**Vorliegende Einträge**

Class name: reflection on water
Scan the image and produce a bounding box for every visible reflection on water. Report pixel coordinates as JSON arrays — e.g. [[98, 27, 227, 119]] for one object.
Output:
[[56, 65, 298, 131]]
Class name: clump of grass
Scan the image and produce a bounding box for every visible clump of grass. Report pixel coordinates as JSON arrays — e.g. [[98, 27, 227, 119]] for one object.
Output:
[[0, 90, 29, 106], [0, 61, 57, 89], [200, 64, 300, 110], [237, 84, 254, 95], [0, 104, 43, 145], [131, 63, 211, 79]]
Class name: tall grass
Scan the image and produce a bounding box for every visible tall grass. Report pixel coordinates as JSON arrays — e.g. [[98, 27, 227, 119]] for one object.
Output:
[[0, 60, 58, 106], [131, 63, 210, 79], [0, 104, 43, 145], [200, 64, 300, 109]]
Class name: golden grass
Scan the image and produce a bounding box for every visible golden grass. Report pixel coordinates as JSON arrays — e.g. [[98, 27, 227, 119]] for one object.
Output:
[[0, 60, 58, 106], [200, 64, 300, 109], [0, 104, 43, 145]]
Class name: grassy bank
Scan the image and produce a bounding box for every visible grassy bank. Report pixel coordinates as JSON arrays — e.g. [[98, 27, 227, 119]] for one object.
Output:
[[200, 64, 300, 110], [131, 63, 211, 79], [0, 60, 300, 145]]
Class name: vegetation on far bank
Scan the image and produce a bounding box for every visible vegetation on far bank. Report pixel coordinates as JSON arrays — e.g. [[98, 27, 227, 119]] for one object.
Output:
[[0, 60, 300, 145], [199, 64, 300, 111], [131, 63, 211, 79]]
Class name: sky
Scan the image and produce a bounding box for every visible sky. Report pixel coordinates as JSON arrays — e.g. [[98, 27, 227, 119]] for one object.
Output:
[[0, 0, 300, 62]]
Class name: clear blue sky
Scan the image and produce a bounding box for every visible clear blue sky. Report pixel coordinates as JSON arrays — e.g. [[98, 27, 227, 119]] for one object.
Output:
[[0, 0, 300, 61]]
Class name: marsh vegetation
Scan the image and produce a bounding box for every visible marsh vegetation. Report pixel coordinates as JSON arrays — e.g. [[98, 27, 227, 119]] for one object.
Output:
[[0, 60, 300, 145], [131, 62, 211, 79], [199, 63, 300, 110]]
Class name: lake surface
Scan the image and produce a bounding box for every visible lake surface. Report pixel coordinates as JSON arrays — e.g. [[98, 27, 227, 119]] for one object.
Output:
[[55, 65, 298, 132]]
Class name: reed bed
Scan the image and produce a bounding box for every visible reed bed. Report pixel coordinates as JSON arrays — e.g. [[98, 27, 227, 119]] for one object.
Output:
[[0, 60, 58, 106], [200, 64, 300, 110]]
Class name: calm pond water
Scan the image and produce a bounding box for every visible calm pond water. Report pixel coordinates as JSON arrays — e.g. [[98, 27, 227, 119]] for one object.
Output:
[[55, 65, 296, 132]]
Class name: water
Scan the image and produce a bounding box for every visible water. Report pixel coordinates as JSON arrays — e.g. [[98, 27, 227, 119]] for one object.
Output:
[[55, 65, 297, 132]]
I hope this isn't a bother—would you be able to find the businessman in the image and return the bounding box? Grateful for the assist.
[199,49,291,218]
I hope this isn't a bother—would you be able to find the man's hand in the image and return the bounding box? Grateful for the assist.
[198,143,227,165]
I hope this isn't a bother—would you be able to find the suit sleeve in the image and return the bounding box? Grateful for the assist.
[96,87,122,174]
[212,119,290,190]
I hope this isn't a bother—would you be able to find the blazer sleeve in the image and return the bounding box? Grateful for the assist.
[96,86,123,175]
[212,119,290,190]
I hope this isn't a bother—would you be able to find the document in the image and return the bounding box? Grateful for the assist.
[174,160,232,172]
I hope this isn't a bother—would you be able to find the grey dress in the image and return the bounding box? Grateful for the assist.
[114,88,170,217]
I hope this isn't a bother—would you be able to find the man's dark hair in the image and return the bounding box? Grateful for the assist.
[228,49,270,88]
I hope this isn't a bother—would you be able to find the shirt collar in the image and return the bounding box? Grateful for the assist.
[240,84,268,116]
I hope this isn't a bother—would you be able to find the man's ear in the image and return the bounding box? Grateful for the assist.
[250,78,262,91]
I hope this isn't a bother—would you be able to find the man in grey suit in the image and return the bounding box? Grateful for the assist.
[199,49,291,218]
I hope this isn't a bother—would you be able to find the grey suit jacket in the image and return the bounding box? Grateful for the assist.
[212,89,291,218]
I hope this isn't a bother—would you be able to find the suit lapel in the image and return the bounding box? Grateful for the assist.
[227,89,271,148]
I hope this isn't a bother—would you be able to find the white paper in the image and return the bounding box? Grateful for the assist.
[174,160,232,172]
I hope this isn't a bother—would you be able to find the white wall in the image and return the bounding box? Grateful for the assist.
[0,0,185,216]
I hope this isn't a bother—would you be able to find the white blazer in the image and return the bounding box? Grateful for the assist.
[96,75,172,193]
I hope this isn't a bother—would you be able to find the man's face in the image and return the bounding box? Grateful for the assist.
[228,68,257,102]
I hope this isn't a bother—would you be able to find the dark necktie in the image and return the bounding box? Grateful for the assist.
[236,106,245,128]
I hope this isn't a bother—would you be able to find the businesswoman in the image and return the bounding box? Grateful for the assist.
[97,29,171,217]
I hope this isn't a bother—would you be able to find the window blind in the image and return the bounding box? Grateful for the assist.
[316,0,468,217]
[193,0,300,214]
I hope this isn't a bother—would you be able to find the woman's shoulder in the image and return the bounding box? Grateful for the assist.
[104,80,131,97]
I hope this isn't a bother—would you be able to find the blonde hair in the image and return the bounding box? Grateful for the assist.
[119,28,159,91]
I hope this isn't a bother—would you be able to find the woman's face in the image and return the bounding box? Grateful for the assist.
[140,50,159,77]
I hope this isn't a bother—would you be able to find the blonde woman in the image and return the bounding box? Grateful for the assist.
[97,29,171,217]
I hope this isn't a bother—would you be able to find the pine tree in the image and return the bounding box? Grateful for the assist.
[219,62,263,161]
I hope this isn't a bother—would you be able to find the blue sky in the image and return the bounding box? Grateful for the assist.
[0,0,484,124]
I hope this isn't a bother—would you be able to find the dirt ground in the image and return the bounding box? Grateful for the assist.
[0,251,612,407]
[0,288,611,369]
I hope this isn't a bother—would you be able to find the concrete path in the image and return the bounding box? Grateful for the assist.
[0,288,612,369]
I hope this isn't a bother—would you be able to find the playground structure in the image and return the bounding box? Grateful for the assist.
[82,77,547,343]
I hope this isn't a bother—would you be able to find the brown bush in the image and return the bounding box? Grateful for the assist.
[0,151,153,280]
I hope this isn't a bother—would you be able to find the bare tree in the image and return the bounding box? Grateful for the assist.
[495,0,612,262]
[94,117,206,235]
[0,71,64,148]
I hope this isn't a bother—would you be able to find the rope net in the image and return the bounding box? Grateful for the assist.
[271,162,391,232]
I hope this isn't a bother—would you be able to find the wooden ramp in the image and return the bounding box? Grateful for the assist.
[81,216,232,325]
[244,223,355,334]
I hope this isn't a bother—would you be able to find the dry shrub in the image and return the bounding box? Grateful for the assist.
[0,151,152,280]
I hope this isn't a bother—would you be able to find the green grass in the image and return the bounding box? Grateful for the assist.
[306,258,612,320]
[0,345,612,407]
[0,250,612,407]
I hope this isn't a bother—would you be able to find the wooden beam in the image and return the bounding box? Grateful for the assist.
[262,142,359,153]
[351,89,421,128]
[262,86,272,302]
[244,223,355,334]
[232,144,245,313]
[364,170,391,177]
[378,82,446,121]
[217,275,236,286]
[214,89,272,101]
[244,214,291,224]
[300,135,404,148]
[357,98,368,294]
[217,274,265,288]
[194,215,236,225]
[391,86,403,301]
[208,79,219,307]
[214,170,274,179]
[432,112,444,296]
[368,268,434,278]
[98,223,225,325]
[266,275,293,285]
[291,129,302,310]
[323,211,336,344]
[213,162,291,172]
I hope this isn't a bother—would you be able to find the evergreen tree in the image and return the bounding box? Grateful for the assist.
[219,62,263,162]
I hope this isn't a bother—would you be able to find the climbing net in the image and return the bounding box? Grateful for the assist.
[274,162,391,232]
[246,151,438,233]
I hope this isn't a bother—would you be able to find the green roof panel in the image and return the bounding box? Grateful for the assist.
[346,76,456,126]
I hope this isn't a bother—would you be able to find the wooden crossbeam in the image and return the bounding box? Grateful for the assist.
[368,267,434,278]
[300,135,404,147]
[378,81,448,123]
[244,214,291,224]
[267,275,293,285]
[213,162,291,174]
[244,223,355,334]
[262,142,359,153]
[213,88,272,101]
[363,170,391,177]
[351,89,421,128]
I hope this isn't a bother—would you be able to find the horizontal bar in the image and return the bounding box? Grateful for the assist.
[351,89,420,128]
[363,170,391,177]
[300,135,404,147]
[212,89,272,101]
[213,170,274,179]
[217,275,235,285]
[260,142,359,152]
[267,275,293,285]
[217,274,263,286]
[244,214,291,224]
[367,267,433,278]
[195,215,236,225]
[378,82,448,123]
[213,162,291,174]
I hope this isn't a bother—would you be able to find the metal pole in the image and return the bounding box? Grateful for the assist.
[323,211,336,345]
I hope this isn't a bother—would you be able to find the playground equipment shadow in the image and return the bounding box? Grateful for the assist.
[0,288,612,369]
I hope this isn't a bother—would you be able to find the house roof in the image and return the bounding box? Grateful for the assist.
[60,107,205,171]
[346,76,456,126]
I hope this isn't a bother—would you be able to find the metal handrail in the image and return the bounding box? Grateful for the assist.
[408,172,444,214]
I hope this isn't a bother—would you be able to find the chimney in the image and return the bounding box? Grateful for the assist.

**Deine Aufgabe**
Schreib den Teil, der mit der Zeile mit "the man's dark" beginnt und mit der Zeile mit "[250,78,262,91]" endet, beide eingeschlossen, Zeile für Zeile vollständig noch einmal ab. Verändere dabei jede Zahl in den Koordinaten der Antworten um -139.

**Vollständige Antwort**
I hope this isn't a bother—would you be able to find the man's dark hair in the image and return the bounding box? Grateful for the assist.
[89,-90,131,-51]
I hope this isn't a bother—would you be able to find the shirt collar in the image and return the bounding box? Grateful for the assist.
[101,-55,129,-23]
I hope this isn't a bother—would you be able to find the man's ear in the image and return the bounding box? Grateful for the assist.
[111,-61,123,-48]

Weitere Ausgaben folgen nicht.